* [TASK STATEMENT]
Copy out all of the records. Keep every word exact.
*** RECORDS FOR PROCESSING Section Begins ***
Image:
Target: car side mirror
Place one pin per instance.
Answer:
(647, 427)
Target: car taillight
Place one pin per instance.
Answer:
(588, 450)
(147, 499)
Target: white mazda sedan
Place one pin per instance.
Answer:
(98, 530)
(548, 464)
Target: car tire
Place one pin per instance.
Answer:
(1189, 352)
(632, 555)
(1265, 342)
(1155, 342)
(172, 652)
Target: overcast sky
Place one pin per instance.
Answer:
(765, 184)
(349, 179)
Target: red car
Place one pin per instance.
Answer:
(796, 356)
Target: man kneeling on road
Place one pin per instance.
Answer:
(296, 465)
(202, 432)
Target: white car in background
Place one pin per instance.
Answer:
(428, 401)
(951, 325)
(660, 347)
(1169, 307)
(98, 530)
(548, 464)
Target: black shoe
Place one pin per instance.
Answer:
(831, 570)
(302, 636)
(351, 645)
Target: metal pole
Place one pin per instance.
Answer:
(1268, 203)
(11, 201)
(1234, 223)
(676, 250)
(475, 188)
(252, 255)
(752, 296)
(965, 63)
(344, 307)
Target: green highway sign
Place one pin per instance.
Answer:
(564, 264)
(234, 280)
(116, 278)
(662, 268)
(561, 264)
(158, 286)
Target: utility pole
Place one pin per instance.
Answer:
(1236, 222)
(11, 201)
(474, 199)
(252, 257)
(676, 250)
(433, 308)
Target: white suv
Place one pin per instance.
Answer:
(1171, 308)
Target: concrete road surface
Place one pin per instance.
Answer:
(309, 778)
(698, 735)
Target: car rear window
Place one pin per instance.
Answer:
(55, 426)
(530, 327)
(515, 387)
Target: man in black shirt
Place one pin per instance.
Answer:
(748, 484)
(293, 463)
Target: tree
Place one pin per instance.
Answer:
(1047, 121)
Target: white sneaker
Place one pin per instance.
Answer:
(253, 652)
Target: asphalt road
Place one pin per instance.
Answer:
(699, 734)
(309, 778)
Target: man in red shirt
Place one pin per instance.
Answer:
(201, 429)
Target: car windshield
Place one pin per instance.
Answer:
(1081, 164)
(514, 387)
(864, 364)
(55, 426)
*** RECORDS FOR PROCESSING Section Ends ***
* [SOLUTION FOR THIS TASK]
Image:
Target: car side mirror
Place one pin per instance.
Answer:
(647, 427)
Target: car taillight
Place one pin per instance.
Answer:
(588, 450)
(147, 499)
Target: white mazda sedan
Place one pin per instance.
Answer:
(98, 530)
(548, 464)
Target: car tire
Place one pin per instance.
Answer:
(1189, 352)
(632, 555)
(1265, 342)
(1155, 342)
(172, 652)
Target: overcast sky
Place one pin per instance.
Answer:
(765, 184)
(349, 179)
Target: red car
Place one pin per instance.
Answer:
(796, 356)
Target: man kneeling on road
Place one pin per instance.
Answer:
(296, 465)
(202, 432)
Target: white car in background
Place one pin per instance.
Answer:
(428, 401)
(951, 325)
(660, 347)
(1169, 307)
(98, 530)
(548, 464)
Target: black shoe
Place one pin per instance.
Answer:
(831, 570)
(302, 636)
(351, 645)
Target: metal pole
Place one pin per instance.
Answer:
(1268, 203)
(11, 201)
(1234, 223)
(676, 250)
(475, 188)
(252, 255)
(752, 296)
(965, 63)
(344, 307)
Target: green highway sign
Place one pin per instance.
Answer:
(564, 264)
(234, 280)
(116, 278)
(662, 268)
(561, 264)
(158, 286)
Target: utility pole
Place one pin per instance.
Answer:
(1236, 222)
(11, 201)
(474, 199)
(252, 257)
(676, 250)
(433, 308)
Target: white suv
Place one pin per instance.
Answer:
(1171, 308)
Target: concrete road surface
Place one pin per instance.
Answer:
(309, 778)
(698, 735)
Target: car rear window
Place one pin per instance.
Answer:
(55, 426)
(530, 327)
(515, 387)
Target: man in black shirt
Place one pin per instance.
Answer:
(748, 484)
(293, 463)
Target: tree
Place one pin per instance.
Answer:
(1047, 121)
Target: white sneaker
Place one pin per instance.
Answer:
(253, 652)
Target: asphalt road
Place one pin per instance.
Answer:
(699, 734)
(309, 778)
Target: man in red shirt
Place one pin per instance.
Answer:
(201, 429)
Target: car windshield
Place one pin per instance.
Answer:
(1081, 164)
(514, 387)
(864, 364)
(55, 426)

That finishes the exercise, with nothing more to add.